**TRY IT**
Below are entries; output exactly the lines from the one with "Target: blue sky" to the one with "Target: running shoe", both included, and nothing else.

╭─ RECORDED DATA

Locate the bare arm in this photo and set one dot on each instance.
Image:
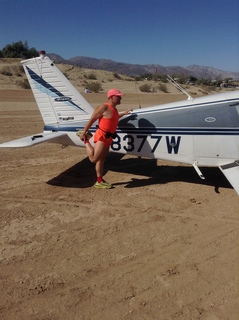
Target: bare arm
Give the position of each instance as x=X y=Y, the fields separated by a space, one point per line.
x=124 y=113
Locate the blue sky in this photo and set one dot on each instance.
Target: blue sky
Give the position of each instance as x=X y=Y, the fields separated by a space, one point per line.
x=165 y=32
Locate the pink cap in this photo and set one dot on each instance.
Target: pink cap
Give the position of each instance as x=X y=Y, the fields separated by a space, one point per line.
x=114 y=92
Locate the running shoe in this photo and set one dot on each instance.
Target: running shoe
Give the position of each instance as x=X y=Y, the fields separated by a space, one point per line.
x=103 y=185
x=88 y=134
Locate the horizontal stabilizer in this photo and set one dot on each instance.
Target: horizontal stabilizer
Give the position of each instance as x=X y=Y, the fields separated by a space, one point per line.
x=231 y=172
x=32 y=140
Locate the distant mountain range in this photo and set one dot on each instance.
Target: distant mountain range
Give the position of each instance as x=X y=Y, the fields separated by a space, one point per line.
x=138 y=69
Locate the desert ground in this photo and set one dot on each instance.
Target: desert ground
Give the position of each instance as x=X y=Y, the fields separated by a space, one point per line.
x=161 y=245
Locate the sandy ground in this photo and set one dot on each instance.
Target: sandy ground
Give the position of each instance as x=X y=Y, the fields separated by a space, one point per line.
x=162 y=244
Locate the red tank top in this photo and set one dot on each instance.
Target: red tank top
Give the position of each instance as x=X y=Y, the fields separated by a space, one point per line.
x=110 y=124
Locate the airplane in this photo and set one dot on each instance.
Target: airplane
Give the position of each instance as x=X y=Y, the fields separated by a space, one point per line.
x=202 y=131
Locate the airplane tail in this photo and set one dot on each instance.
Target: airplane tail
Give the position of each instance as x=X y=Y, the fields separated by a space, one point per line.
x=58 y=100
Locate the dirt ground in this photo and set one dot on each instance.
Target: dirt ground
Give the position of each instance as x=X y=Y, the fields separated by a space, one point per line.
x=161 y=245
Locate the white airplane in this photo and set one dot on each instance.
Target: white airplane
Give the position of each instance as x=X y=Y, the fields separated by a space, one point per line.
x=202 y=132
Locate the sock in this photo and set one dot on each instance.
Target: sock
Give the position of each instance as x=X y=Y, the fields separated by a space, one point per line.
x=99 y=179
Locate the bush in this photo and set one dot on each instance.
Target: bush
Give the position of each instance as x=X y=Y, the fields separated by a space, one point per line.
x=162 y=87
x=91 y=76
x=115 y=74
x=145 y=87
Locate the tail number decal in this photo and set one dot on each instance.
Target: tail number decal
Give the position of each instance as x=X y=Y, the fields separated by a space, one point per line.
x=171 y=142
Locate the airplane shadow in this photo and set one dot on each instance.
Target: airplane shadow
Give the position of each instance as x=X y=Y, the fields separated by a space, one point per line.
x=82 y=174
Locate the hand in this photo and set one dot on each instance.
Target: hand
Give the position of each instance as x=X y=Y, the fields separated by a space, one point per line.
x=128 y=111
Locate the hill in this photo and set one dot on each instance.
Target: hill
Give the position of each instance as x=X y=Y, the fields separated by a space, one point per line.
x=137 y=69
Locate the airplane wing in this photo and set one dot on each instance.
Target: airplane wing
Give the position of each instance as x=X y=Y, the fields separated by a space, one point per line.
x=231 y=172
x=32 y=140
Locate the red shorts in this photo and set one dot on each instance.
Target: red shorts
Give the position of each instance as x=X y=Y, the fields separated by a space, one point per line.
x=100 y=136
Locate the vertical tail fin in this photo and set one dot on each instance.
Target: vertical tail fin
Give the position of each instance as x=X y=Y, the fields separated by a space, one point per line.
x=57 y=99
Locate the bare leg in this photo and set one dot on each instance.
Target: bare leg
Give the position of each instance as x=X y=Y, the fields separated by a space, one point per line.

╰─

**ANSWER TO THE EXERCISE**
Target: blue sky
Give the position of each instance as x=X y=Y, the fields separated by a space, one point per line.
x=165 y=32
Locate the pink cap in this photo and set one dot on each instance.
Target: pink cap
Give the position of each instance as x=X y=Y, the fields separated by a space, one point per line.
x=114 y=92
Locate the running shoe in this photo and set one dot on each instance.
Target: running shoe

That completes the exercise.